Records of labeled points:
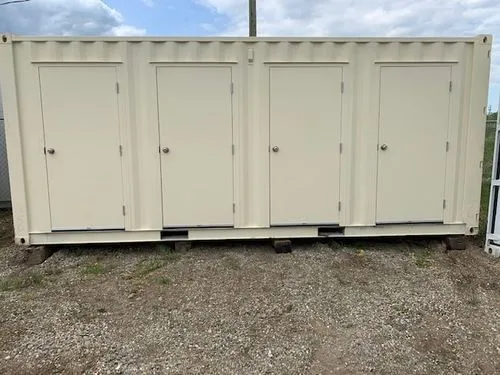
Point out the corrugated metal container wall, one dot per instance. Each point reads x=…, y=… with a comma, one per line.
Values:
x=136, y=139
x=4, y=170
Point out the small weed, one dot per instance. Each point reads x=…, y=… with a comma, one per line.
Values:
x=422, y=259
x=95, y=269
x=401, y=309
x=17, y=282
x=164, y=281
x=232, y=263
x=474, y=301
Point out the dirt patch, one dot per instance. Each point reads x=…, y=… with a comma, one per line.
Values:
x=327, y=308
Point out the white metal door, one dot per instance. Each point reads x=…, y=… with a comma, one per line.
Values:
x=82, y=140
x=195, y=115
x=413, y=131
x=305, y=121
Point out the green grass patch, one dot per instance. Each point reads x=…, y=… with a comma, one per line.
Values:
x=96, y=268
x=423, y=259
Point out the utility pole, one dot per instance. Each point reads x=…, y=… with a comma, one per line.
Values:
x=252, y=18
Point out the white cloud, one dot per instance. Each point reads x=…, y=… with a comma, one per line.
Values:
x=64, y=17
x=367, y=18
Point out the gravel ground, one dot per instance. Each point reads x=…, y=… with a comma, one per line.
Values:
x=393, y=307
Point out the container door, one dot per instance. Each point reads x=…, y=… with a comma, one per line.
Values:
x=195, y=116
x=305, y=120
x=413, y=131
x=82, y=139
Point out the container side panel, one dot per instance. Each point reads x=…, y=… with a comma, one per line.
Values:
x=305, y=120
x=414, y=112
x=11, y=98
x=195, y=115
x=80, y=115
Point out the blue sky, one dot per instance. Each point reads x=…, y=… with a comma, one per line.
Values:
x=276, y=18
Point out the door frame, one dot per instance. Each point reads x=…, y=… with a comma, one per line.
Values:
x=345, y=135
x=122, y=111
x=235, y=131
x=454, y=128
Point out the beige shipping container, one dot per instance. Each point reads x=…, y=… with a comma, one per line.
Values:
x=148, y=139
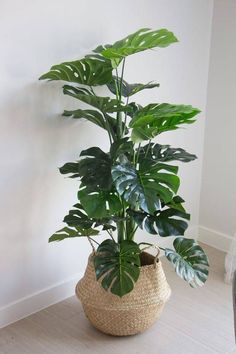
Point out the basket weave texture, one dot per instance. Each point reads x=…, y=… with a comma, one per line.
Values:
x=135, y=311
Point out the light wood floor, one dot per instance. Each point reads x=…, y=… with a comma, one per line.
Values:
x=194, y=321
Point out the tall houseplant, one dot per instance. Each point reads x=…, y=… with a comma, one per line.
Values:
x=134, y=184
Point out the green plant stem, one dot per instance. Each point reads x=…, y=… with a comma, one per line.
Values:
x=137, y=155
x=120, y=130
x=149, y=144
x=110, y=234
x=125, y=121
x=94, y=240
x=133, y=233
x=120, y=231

* * *

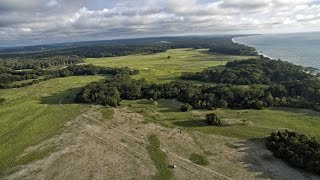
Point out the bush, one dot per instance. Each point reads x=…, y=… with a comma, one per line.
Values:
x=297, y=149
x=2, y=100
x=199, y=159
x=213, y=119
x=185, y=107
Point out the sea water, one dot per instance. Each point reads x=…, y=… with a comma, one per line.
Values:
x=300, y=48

WRITTEN PROBLEM:
Arrange the lines above as a numbered list, starting with the line that contains "Point out the dirt" and going on through the line that contains "x=454, y=128". Leave out any blank lines.

COMPLETED EXERCISE:
1. Point out the dirt patch, one dot per instance. Each point reads x=…, y=… with a comma, one per line.
2. Values:
3. x=327, y=308
4. Point out the white metal door, one dot per instance. Each point reads x=…, y=… with a comma, one per line.
5. Values:
6. x=82, y=140
7. x=195, y=115
8. x=413, y=131
9. x=305, y=121
10. Point out the green grass patch, one dot per instance. Each point reads x=…, y=… with a comma, one per line.
11. Values:
12. x=96, y=268
13. x=423, y=259
14. Point out the utility pole, one dot per instance. Each point reads x=…, y=… with a comma, one per line.
15. Values:
16. x=252, y=18
17. Point out the white cloud, one dot per instance. Each point reads x=…, y=… with a comma, one per line.
18. Values:
19. x=64, y=17
20. x=367, y=18
21. Point out the gravel ground, one dot per instance. Each point reads x=…, y=… with a comma, one per line.
22. Values:
23. x=393, y=307
24. Point out the container door, one dot per instance. Each point reads x=…, y=… with a comma, one per line.
25. Values:
26. x=195, y=116
27. x=305, y=120
28. x=413, y=131
29. x=82, y=139
30. Point out the container side panel, one dot per instance. Each point reads x=…, y=… with a comma, one per line.
31. Values:
32. x=305, y=120
33. x=414, y=112
34. x=11, y=98
35. x=195, y=115
36. x=80, y=115
37. Point out the blue sky, one dot per instance. Each point reads x=…, y=… with a comma, one per line.
38. Values:
39. x=276, y=18
40. Point out the door frame, one dot per instance. Each point reads x=…, y=… with a comma, one per line.
41. Values:
42. x=345, y=135
43. x=122, y=111
44. x=235, y=131
45. x=454, y=128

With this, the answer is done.